(Image point annotation entries)
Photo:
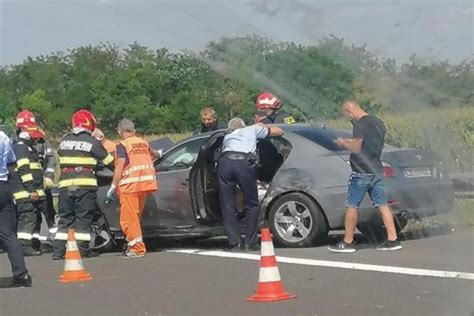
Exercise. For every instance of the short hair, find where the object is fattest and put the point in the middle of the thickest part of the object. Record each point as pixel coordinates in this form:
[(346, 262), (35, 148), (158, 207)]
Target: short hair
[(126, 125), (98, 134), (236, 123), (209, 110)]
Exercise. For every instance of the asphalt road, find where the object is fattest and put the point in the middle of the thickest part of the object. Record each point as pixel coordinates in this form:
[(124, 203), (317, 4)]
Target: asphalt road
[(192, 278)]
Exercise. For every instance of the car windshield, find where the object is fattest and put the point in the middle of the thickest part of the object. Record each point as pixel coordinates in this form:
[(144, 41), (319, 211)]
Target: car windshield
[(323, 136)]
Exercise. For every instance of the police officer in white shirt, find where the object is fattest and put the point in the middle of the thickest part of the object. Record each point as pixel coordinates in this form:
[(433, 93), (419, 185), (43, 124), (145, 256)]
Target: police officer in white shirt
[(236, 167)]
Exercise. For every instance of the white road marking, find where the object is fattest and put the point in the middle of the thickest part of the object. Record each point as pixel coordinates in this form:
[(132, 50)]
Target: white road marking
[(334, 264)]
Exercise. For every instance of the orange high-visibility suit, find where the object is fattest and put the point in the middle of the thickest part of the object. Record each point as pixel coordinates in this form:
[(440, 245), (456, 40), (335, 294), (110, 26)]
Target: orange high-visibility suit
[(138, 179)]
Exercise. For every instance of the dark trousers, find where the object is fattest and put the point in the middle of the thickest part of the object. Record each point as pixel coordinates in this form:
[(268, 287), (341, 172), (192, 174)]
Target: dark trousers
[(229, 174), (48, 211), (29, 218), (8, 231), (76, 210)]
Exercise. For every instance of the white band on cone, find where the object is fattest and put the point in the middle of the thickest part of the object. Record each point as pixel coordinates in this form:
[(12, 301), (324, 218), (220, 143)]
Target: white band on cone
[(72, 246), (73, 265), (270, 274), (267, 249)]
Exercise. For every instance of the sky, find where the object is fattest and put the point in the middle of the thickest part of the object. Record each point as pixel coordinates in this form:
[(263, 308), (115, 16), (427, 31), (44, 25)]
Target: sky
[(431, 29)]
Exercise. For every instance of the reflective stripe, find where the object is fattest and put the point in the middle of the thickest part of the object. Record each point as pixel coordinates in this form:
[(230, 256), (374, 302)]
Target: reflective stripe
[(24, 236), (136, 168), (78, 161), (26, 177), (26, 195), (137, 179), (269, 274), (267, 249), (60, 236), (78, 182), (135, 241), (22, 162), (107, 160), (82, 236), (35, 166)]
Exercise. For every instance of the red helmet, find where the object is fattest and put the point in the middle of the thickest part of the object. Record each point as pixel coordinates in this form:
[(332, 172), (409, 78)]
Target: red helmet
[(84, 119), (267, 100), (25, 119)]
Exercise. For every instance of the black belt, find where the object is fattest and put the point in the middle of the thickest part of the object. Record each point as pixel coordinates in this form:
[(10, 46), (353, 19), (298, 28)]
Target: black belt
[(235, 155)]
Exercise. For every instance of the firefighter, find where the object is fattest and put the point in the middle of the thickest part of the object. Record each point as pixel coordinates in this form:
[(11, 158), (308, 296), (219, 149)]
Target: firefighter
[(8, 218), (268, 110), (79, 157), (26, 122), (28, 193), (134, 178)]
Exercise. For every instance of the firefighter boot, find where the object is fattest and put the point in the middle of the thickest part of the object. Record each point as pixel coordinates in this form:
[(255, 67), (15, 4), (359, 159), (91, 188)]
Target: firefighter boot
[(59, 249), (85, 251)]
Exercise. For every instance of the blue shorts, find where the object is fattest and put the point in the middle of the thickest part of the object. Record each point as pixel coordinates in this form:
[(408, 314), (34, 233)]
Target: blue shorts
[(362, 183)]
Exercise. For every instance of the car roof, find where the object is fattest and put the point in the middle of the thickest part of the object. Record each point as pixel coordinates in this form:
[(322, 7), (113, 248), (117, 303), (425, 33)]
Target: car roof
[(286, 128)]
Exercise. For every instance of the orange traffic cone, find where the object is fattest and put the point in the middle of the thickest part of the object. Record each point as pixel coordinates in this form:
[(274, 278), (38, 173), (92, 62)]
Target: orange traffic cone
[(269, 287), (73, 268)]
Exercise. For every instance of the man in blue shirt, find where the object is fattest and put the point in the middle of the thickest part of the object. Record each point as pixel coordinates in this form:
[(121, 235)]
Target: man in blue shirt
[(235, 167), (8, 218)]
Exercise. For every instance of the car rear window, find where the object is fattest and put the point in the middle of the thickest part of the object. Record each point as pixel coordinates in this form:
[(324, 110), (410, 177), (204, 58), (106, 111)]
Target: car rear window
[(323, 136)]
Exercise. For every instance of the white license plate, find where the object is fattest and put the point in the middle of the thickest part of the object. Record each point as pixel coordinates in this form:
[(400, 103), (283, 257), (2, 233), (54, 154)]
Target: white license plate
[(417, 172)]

> AIM OF THE TASK:
Copy exactly the lines above, from the one containing "Exercise. For every instance of the man" through the very last line.

> EXERCISE SOLUTION:
Exercise. For every instance of the man in blue shirt, find where the object is fattest and put the point in the middle of the thickest part of the object. Record each point as pixel coordinates in this form:
[(121, 235)]
Target: man in blue shirt
[(235, 167), (8, 218)]
Exercise. For every instance of the car rear window, find where the object is fattest and put the point in the middle of the thickest part of the object. Record each point as pixel coordinates in this form:
[(324, 110), (410, 177), (204, 58), (106, 111)]
Target: car rear window
[(323, 136)]
Exercise. For every instance of the white license plate, find where the object is fattest and put the point in the middle of the thickest part of the object. Record each point as pixel coordinates in this form:
[(400, 103), (283, 257), (2, 233), (54, 154)]
Target: white license plate
[(417, 172)]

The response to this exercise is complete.